= Beginning of Section =
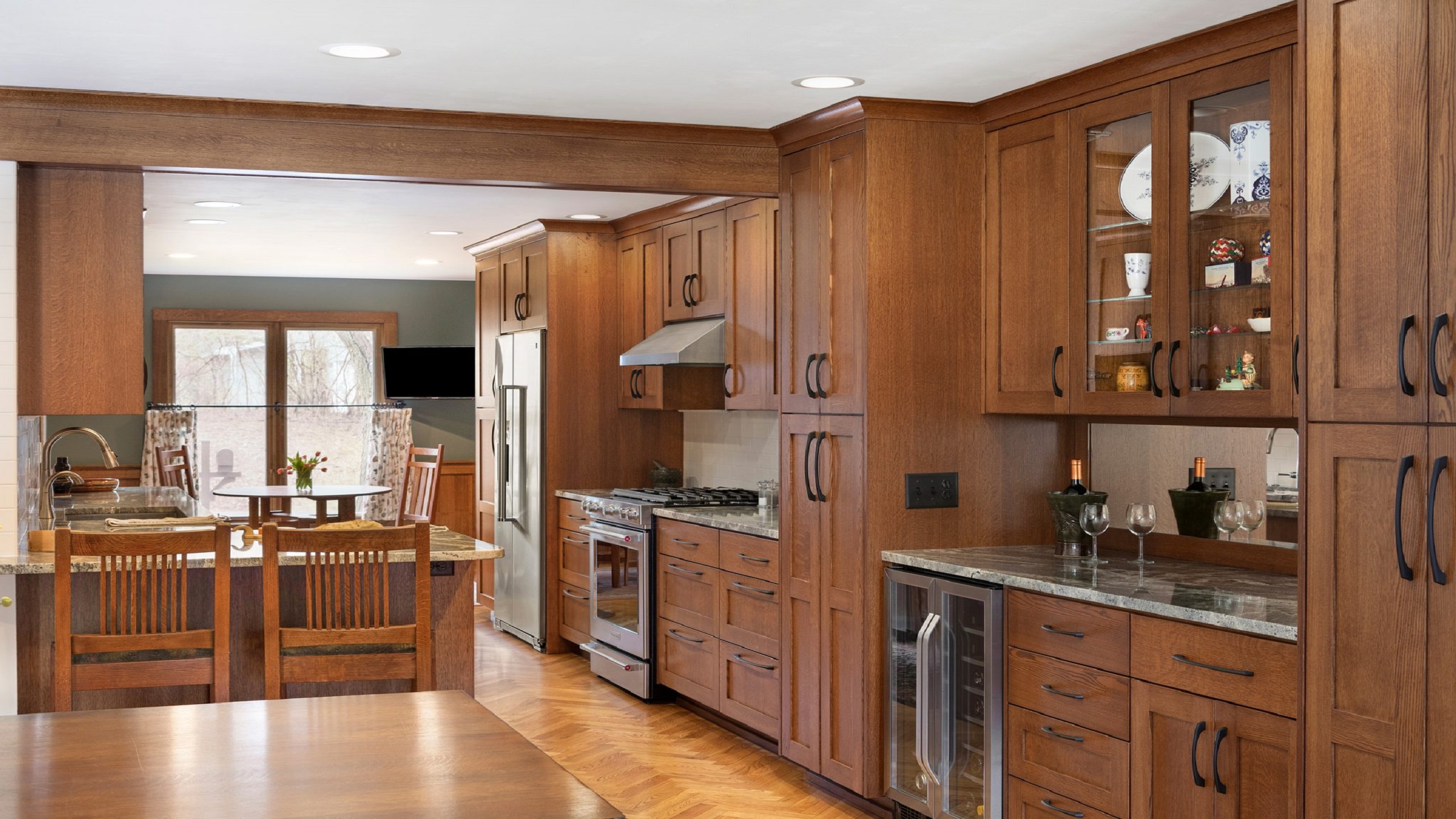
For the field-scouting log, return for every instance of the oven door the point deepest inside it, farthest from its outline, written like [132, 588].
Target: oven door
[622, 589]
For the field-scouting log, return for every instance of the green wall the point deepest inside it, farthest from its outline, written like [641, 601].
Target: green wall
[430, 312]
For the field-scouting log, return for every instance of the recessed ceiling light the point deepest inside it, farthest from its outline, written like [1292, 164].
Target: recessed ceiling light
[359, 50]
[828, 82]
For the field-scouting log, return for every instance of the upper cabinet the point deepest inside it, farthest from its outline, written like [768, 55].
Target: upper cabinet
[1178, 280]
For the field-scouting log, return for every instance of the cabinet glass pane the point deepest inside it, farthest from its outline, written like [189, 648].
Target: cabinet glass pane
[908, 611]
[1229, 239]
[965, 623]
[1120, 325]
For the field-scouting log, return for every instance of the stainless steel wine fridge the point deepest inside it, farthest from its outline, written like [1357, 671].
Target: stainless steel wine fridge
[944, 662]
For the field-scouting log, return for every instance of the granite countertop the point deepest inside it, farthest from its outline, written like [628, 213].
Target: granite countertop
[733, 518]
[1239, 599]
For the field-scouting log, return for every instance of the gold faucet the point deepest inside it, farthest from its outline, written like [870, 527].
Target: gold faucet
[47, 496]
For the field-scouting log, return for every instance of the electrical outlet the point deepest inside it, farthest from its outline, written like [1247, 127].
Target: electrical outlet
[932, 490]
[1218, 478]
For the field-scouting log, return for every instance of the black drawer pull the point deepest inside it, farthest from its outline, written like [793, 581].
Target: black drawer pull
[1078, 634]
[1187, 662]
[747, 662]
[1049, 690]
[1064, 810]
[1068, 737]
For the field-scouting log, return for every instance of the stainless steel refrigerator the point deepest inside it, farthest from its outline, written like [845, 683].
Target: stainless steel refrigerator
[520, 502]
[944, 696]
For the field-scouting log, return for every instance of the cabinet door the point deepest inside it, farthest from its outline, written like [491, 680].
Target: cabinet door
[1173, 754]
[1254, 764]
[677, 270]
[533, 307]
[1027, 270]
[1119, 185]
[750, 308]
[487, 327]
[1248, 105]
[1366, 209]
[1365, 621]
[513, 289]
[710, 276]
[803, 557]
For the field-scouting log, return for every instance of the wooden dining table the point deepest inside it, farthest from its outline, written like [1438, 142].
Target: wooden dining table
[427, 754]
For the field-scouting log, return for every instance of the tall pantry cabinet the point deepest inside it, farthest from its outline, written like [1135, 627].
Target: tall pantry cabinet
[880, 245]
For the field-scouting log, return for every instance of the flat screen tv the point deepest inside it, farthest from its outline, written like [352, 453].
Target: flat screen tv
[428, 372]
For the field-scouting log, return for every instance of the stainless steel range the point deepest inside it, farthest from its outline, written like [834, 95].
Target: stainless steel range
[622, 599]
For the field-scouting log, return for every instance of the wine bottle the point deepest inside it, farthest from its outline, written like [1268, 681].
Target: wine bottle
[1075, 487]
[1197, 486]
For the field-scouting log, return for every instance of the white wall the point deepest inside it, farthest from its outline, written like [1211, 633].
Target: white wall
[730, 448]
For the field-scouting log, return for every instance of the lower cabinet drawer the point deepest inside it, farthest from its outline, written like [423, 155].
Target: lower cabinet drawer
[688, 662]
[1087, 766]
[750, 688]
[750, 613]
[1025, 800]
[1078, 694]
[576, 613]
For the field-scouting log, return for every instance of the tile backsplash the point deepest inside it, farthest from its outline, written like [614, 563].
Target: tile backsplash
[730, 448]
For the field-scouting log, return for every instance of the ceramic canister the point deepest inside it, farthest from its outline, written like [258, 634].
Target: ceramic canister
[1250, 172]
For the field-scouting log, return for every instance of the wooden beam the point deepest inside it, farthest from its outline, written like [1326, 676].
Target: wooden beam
= End of Section =
• [WORK ITEM]
Return each line from the entries above that includes "beam".

• [RESPONSE]
For the field-scouting log, return for every instance of the wooden beam the point deepest inside it, farthest from its outline, written like [1326, 676].
Target: wooden beam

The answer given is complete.